→ **Instructions for the task**: Pick out every line in the listing that contains the word "panel", and copy each one. Case counts.

→ **Dataset content**:
────────────────

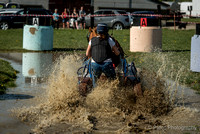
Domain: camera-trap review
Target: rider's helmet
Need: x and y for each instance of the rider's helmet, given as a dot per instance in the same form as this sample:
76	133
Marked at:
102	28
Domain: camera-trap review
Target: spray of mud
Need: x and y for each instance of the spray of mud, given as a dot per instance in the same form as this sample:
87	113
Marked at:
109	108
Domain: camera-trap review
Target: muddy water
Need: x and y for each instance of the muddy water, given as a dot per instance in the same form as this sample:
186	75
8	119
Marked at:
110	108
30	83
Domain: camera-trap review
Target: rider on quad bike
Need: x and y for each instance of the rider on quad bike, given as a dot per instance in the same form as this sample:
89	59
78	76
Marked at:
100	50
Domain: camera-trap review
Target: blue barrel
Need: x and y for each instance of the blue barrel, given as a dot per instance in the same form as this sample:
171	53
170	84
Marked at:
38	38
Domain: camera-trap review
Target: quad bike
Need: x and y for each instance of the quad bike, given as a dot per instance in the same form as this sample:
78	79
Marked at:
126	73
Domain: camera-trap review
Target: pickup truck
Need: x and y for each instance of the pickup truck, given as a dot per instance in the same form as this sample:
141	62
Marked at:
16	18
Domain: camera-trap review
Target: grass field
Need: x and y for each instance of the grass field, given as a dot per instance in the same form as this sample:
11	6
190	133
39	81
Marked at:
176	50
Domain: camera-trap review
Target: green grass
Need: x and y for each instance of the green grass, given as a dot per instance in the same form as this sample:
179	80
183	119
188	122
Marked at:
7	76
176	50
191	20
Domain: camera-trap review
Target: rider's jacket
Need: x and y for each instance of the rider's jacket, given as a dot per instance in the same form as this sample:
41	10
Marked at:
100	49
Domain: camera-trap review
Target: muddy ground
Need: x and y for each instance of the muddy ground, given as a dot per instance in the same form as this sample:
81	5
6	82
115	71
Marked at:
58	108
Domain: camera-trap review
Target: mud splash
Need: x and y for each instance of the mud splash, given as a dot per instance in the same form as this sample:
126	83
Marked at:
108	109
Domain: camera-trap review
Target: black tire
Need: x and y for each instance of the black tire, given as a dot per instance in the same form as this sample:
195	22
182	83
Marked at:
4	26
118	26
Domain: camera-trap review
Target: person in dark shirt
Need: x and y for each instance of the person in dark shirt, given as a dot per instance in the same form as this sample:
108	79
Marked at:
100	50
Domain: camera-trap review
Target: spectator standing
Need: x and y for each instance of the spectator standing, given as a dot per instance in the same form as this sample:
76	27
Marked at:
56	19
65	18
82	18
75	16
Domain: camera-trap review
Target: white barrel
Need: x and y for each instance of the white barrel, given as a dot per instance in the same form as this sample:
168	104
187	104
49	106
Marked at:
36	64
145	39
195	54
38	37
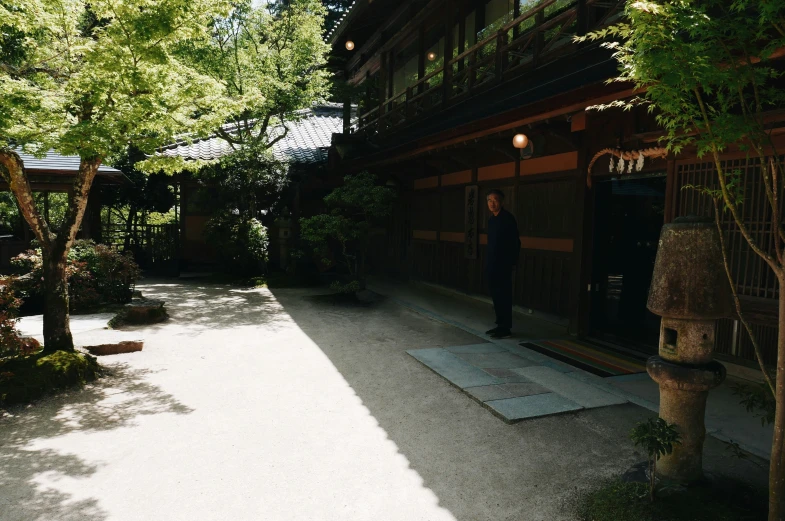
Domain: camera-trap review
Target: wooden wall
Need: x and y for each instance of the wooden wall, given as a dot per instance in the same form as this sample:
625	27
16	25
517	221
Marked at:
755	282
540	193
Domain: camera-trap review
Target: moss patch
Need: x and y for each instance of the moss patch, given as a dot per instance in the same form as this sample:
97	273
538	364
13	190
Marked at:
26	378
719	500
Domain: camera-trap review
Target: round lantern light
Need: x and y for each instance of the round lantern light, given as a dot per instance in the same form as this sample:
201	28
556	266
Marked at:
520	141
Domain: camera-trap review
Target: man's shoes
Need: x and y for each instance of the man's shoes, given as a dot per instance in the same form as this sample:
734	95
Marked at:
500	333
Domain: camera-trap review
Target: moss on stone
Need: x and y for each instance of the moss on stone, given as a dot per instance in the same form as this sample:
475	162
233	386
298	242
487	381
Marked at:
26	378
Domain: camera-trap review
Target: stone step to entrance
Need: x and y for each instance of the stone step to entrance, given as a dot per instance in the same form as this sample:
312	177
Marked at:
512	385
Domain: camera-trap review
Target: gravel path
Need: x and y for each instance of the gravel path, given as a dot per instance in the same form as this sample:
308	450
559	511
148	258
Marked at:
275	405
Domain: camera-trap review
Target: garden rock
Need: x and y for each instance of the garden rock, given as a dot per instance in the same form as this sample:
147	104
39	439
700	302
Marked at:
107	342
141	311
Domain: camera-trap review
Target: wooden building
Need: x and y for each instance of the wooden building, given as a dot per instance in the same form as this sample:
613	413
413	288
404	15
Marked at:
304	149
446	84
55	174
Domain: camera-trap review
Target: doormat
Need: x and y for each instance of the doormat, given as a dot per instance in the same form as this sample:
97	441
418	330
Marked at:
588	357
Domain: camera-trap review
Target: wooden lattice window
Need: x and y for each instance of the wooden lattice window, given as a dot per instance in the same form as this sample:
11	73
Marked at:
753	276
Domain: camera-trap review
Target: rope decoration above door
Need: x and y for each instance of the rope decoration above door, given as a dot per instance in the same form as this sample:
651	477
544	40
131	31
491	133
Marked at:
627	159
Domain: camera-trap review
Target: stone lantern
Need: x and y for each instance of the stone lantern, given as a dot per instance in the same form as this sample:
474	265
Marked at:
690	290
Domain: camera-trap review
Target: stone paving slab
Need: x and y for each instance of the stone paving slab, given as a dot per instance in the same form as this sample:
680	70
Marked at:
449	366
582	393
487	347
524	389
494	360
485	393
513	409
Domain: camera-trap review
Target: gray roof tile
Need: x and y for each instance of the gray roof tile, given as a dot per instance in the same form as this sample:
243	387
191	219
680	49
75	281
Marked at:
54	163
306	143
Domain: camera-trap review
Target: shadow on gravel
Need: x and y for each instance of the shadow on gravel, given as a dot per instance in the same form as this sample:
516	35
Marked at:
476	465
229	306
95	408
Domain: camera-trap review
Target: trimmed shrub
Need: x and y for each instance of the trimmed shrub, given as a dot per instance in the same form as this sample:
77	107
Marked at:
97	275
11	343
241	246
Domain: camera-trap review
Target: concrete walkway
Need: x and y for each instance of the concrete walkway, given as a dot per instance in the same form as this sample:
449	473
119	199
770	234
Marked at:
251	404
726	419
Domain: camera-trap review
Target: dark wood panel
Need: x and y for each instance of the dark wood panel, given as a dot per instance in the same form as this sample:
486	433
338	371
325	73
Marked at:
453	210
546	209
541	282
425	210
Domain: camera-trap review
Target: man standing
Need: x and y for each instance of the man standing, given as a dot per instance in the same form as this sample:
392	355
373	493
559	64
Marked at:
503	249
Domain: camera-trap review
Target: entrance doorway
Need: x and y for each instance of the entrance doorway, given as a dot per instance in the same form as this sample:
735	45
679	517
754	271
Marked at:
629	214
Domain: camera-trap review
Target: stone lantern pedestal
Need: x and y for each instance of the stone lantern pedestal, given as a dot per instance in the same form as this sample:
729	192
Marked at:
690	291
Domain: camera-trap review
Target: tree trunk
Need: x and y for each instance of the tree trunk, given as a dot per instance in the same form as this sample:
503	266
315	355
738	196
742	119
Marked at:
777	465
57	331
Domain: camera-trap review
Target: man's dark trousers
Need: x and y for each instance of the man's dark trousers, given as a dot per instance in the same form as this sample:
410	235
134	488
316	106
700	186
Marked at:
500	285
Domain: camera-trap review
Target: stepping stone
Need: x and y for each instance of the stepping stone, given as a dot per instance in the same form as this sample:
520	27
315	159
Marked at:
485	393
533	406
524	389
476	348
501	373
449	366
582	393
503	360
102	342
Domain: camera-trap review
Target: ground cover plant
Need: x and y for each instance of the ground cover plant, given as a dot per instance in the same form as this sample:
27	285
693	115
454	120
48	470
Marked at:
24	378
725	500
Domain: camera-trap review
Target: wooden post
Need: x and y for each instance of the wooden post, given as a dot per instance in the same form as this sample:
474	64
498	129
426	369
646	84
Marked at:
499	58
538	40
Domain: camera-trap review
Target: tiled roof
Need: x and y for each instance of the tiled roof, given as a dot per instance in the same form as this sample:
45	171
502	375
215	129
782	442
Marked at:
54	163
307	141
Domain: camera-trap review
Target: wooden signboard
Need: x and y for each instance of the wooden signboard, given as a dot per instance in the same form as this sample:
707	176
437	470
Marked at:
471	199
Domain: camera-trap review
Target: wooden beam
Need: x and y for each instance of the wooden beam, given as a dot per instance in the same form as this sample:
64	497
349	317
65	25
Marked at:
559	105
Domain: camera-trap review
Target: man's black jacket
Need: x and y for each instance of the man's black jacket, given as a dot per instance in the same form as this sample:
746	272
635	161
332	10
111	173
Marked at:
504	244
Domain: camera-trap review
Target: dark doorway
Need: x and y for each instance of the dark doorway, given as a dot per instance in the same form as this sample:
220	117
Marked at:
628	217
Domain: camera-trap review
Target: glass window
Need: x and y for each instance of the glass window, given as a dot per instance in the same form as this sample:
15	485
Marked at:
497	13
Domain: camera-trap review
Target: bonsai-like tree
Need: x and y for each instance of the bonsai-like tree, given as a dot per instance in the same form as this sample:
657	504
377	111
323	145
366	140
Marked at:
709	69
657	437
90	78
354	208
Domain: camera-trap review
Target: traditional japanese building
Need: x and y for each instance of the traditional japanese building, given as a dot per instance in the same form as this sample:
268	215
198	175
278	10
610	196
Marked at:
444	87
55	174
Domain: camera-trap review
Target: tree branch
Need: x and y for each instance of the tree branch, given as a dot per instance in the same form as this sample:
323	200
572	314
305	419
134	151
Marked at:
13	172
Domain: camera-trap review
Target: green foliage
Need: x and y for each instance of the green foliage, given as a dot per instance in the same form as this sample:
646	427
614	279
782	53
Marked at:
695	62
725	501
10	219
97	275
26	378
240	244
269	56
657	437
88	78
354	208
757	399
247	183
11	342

────────────────

→ **Reply**:
Target: dark wood panel
Need: x and y for each instance of the dark wood panel, given as a dot per instance in the same form as this sample:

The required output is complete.